:: TUGAS YANG DIKERJAKAN ::
(a) Ambil tanpa perubahan bagian artikel tentang Pilgub Sultra di bawah, mulai dari "ZONASULTRA.COM, JAKARTA –" sampai "melenggang ke arena.".
(b) Dalam artikel tentang Pilgub Sultra di bawah, siapa calon gubernur yang ditarik dari arena oleh KPK?

:: KUTIPAN TEKS ::
::::

ZONASULTRA.COM, JAKARTA – Konstelasi Pemilihan Gubernur (Pilgub) Sulawesi Tenggara (Sultra) seolah kehilangan semangatnya pasca digoyang oleh Komisi Pemberantasan Korupsi (KPK) dengan mentersangkakan salah satu kandidat. Euforia masyarakat menantikan pesta demokrasi 27 Juni 2018 mendatang tidak sepanas ketika para kandidat bersaing mendapatkan pintu partai untuk melenggang ke arena.
Tiga kandidat telah ditetapkan oleh Komisi Pemilihan Umum (KPU) Sultra, dan gong persaingan telah ditabuh. Sayangnya, salah satu calon gubernur yakni Asrun ditarik dari arena oleh KPK dan resmi menjadi tahanan sehingga tidak dapat mengikuti tahapan pilgub. Sementara UU pilkada melarang pasangan calon kepala daerah mengundurkan diri setelah ditetapkan sebagai peserta pilkada. Serta partai politik dilarang mencabut dukungan terhadap pasangan calon yang sudah ditetapkan KPU.

::::

[Cuplikan dari sebuah dataset]
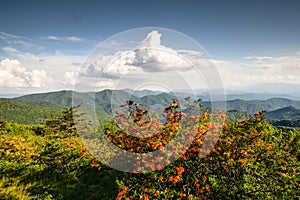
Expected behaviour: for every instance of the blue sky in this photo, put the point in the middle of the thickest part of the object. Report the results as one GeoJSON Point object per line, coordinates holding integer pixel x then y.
{"type": "Point", "coordinates": [243, 39]}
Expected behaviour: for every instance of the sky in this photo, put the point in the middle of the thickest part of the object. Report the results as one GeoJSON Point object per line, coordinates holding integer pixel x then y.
{"type": "Point", "coordinates": [47, 45]}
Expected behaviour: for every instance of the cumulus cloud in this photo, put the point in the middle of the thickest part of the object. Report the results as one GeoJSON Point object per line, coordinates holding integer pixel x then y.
{"type": "Point", "coordinates": [150, 55]}
{"type": "Point", "coordinates": [12, 74]}
{"type": "Point", "coordinates": [70, 78]}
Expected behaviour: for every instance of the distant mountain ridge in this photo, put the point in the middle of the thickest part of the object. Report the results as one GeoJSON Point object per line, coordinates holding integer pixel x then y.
{"type": "Point", "coordinates": [280, 110]}
{"type": "Point", "coordinates": [118, 97]}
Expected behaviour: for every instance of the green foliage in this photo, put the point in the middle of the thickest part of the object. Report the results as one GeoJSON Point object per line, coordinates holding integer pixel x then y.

::::

:: JAWABAN LENGKAP ::
(a)
ZONASULTRA.COM, JAKARTA – Konstelasi Pemilihan Gubernur (Pilgub) Sulawesi Tenggara (Sultra) seolah kehilangan semangatnya pasca digoyang oleh Komisi Pemberantasan Korupsi (KPK) dengan mentersangkakan salah satu kandidat. Euforia masyarakat menantikan pesta demokrasi 27 Juni 2018 mendatang tidak sepanas ketika para kandidat bersaing mendapatkan pintu partai untuk melenggang ke arena.

(b) Calon gubernur yang ditarik dari arena oleh KPK adalah Asrun.